EXERCISE PASSAGE section start
- Travel restrictions driven by fears over the Omicron variant have left South Africans stranded.
- Many South Africans have been left without flights to their destinations.
- Others fear they may not be able to return to their jobs after visiting the country.
As travel restrictions against South Africa spread faster than the Omicron variant, South Africans have found themselves stranded.
Scores of locals have written to News24, sharing their frustration and heartbreak at lost opportunities to spend time with loved ones abroad and even at potential loss of income.
Several countries and regions instituted travel restrictions and cancelled flights since the announcement of the new Omicron variant. South African scientists announced the new variant on Thursday, after it was traced during genome sequencing.
Travel restrictions had been imposed by the UK, US, EU, Canada, Turkey, Sri Lanka, Oman, UAE, Australia, Japan, Thailand, Mauritius, Seychelles, Brazil and Guatemala, among others.
EXERCISE PASSAGE section end
INFORMATION SHOWN section start
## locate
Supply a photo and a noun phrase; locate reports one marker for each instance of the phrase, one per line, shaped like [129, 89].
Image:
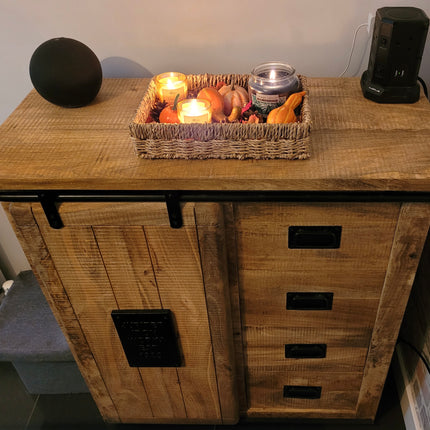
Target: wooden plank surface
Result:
[411, 233]
[212, 247]
[338, 390]
[28, 233]
[77, 259]
[356, 144]
[126, 256]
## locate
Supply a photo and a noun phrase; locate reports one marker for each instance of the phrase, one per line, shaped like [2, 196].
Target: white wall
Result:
[145, 37]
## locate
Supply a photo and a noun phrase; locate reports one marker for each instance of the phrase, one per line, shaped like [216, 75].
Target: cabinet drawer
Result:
[269, 310]
[357, 264]
[307, 390]
[279, 348]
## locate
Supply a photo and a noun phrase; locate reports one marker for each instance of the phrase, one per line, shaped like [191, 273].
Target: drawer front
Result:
[280, 348]
[353, 269]
[310, 279]
[309, 390]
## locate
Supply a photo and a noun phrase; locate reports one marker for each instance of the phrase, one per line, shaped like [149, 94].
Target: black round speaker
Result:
[66, 72]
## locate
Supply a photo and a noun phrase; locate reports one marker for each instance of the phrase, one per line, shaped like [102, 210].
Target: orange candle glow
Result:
[194, 111]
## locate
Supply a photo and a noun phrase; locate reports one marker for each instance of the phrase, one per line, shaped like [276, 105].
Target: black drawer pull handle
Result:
[311, 350]
[302, 392]
[314, 237]
[309, 301]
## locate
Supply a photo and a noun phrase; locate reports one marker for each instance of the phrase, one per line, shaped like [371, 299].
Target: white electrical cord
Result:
[352, 47]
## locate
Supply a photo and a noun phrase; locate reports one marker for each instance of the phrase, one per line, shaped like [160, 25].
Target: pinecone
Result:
[156, 110]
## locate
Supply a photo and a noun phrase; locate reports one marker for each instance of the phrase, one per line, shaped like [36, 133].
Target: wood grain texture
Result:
[128, 265]
[411, 232]
[269, 269]
[233, 276]
[176, 262]
[338, 390]
[212, 246]
[78, 261]
[416, 322]
[126, 256]
[28, 233]
[355, 145]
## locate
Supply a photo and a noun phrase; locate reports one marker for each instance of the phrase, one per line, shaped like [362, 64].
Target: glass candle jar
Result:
[194, 111]
[270, 84]
[169, 85]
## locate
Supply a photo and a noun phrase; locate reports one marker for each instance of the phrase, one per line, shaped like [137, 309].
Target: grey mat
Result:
[28, 329]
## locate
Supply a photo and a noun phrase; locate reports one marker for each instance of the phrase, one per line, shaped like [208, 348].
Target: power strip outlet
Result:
[370, 22]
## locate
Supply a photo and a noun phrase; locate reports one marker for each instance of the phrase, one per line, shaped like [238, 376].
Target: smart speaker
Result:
[66, 72]
[399, 36]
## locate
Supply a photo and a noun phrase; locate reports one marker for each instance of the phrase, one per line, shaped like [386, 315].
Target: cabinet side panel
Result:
[126, 258]
[28, 233]
[212, 249]
[412, 227]
[78, 261]
[233, 278]
[176, 261]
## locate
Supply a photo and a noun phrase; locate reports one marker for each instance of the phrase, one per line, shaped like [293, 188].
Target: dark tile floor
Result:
[22, 411]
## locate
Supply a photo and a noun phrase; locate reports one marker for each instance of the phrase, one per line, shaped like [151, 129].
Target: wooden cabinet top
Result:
[356, 145]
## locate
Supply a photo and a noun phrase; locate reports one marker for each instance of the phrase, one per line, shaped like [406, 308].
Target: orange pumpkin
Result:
[285, 113]
[233, 96]
[169, 114]
[281, 115]
[213, 96]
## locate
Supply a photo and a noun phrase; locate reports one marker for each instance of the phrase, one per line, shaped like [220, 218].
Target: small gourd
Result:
[285, 114]
[234, 95]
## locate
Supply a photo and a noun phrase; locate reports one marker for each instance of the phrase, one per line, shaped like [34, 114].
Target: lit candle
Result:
[169, 85]
[194, 111]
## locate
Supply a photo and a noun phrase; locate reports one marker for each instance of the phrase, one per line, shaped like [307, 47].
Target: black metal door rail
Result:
[50, 199]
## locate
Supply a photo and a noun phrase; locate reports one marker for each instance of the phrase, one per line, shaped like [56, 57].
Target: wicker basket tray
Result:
[236, 140]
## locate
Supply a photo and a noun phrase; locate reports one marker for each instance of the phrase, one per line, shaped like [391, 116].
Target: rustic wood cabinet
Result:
[287, 281]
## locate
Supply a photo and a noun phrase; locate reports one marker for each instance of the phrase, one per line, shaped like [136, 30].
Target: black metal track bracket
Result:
[48, 200]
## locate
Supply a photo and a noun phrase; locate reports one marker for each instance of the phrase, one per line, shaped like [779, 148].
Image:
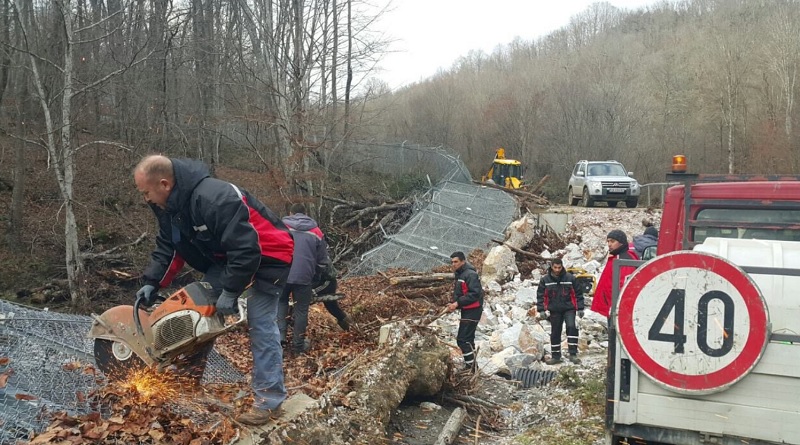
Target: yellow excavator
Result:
[505, 172]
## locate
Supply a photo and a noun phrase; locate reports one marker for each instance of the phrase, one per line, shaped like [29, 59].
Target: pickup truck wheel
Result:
[573, 201]
[587, 199]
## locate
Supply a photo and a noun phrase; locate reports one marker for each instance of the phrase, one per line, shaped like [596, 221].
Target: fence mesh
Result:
[401, 159]
[44, 357]
[454, 215]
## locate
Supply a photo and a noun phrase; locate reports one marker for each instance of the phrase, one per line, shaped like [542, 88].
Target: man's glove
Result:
[544, 315]
[147, 294]
[227, 303]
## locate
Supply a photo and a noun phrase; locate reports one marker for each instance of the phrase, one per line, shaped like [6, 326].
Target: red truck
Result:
[704, 339]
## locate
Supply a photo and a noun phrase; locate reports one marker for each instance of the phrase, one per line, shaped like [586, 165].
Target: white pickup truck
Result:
[705, 338]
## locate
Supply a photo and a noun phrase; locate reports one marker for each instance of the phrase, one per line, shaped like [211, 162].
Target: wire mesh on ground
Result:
[47, 363]
[458, 217]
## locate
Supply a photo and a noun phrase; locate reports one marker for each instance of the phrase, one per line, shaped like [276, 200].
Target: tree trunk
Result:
[349, 81]
[413, 363]
[18, 194]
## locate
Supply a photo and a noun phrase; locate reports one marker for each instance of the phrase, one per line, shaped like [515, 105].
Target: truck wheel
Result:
[573, 201]
[587, 199]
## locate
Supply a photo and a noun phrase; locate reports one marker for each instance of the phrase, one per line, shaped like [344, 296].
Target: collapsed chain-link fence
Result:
[454, 215]
[47, 366]
[401, 159]
[458, 217]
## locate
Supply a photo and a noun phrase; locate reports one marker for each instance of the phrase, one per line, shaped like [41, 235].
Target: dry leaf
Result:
[116, 419]
[157, 435]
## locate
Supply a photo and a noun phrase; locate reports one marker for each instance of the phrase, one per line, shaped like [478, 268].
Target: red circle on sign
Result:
[714, 381]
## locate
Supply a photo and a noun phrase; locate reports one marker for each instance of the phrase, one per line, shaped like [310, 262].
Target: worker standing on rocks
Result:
[468, 297]
[559, 299]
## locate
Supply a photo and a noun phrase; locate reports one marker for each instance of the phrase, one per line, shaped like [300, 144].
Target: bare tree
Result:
[57, 109]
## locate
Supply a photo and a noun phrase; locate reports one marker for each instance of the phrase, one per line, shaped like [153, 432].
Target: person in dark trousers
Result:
[468, 297]
[227, 234]
[560, 299]
[648, 239]
[618, 247]
[310, 256]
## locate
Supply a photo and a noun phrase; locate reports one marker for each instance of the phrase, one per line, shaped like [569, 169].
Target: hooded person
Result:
[559, 299]
[310, 256]
[618, 247]
[648, 239]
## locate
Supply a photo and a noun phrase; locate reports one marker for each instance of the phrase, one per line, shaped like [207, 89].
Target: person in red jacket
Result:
[468, 297]
[617, 248]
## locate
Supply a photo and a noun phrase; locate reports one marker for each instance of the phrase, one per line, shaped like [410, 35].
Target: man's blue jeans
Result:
[262, 309]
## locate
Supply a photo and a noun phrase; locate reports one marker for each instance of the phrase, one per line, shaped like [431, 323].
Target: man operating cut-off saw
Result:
[232, 238]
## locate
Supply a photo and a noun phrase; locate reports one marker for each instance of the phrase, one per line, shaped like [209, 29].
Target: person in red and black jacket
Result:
[560, 299]
[234, 240]
[468, 297]
[618, 247]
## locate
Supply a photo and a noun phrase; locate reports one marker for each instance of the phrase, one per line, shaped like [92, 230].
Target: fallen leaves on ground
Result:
[149, 408]
[190, 415]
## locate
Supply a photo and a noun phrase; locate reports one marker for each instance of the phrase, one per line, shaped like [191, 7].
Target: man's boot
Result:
[344, 323]
[554, 360]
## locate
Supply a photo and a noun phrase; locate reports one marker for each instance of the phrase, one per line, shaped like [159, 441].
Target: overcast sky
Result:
[432, 34]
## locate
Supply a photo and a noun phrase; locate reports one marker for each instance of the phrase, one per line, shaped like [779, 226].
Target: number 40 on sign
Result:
[692, 322]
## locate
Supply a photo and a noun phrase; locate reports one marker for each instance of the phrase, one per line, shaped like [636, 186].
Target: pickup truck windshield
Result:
[610, 169]
[772, 224]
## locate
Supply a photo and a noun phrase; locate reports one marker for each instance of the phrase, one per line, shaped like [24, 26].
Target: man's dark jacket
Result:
[556, 293]
[467, 292]
[208, 221]
[310, 248]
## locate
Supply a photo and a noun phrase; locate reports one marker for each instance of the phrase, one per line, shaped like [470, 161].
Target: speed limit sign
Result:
[693, 322]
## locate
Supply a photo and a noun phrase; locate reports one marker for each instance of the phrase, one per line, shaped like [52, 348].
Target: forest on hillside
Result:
[715, 80]
[276, 94]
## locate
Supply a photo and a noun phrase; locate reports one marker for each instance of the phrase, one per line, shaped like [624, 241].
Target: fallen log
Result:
[412, 363]
[520, 251]
[421, 280]
[452, 427]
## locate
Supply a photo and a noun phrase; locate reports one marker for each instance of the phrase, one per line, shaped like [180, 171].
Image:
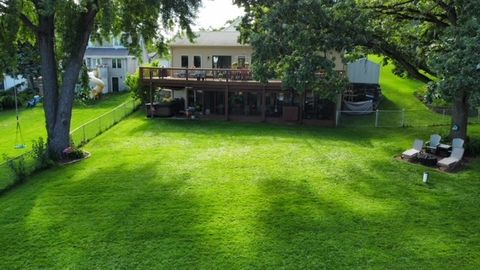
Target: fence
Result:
[79, 137]
[399, 118]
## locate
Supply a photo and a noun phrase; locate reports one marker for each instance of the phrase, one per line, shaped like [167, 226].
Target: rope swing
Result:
[18, 133]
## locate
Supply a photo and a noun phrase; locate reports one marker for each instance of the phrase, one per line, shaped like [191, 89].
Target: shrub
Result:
[472, 147]
[134, 85]
[72, 153]
[40, 154]
[7, 102]
[18, 167]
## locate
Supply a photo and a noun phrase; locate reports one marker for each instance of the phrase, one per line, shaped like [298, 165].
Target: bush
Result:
[7, 102]
[18, 167]
[72, 153]
[40, 154]
[134, 85]
[472, 147]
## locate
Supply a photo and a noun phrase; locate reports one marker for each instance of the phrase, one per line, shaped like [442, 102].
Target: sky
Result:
[215, 13]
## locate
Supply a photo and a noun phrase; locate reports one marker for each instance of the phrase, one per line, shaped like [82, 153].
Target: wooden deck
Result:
[205, 79]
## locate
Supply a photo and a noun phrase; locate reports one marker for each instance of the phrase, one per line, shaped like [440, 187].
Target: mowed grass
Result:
[222, 195]
[32, 122]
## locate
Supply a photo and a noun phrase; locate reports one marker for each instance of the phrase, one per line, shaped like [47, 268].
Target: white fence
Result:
[399, 118]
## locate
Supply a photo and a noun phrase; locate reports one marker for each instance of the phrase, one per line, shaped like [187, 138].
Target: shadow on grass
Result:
[307, 228]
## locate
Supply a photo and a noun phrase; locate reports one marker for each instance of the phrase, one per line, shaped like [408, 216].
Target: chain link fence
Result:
[400, 118]
[79, 137]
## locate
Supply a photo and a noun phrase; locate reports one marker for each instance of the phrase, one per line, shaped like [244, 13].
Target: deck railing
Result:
[199, 74]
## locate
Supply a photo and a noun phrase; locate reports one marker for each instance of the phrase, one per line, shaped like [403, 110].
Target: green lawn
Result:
[187, 194]
[196, 194]
[32, 121]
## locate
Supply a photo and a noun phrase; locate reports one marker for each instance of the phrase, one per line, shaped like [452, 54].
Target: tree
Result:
[61, 31]
[286, 46]
[26, 63]
[414, 34]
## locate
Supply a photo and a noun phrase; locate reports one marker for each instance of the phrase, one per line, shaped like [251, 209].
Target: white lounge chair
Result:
[457, 143]
[453, 159]
[434, 142]
[413, 152]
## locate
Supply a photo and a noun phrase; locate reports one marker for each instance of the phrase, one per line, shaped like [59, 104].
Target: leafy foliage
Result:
[61, 31]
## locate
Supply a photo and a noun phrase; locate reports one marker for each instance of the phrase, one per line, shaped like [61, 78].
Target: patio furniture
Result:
[427, 159]
[453, 159]
[457, 143]
[443, 150]
[433, 143]
[413, 152]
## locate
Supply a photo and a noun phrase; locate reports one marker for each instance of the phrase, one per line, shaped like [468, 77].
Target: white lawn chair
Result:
[457, 143]
[453, 159]
[413, 152]
[434, 142]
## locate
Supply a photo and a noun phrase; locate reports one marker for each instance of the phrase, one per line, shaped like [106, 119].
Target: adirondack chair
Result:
[413, 152]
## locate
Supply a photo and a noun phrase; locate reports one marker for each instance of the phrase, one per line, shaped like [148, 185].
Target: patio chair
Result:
[433, 143]
[413, 152]
[457, 143]
[453, 159]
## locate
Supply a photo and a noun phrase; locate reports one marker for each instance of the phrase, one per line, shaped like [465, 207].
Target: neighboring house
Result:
[9, 82]
[212, 75]
[113, 62]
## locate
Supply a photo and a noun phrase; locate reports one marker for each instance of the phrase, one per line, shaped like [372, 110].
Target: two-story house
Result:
[212, 74]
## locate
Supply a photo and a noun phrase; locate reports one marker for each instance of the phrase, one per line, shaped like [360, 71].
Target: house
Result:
[112, 63]
[212, 75]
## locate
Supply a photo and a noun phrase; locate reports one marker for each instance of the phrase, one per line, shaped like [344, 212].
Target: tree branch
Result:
[403, 12]
[28, 23]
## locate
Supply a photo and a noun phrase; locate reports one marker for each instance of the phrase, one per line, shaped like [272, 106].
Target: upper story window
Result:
[116, 42]
[184, 62]
[197, 61]
[116, 63]
[241, 62]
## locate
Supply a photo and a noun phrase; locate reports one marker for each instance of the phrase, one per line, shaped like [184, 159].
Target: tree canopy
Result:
[435, 41]
[61, 31]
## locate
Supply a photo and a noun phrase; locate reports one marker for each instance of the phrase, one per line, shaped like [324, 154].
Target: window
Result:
[241, 62]
[116, 42]
[185, 61]
[197, 61]
[116, 63]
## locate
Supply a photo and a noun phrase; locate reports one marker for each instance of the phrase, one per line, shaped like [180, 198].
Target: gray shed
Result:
[363, 71]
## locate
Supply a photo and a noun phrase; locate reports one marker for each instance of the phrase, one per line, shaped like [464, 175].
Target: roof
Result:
[211, 38]
[106, 52]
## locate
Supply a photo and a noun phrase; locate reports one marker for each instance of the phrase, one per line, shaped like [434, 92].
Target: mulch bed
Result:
[71, 161]
[458, 167]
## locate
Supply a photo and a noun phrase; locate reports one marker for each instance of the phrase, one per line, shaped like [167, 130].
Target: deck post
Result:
[226, 103]
[302, 106]
[151, 94]
[264, 103]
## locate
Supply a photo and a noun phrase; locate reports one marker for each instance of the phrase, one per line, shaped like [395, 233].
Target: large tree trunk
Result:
INFORMATION SHOWN section end
Edit the passage from "- Many South" up to and including "during genome sequencing." in the article on Omicron travel restrictions, replacing "heartbreak" with "grief".

**TASK RESULT:**
- Many South Africans have been left without flights to their destinations.
- Others fear they may not be able to return to their jobs after visiting the country.
As travel restrictions against South Africa spread faster than the Omicron variant, South Africans have found themselves stranded.
Scores of locals have written to News24, sharing their frustration and grief at lost opportunities to spend time with loved ones abroad and even at potential loss of income.
Several countries and regions instituted travel restrictions and cancelled flights since the announcement of the new Omicron variant. South African scientists announced the new variant on Thursday, after it was traced during genome sequencing.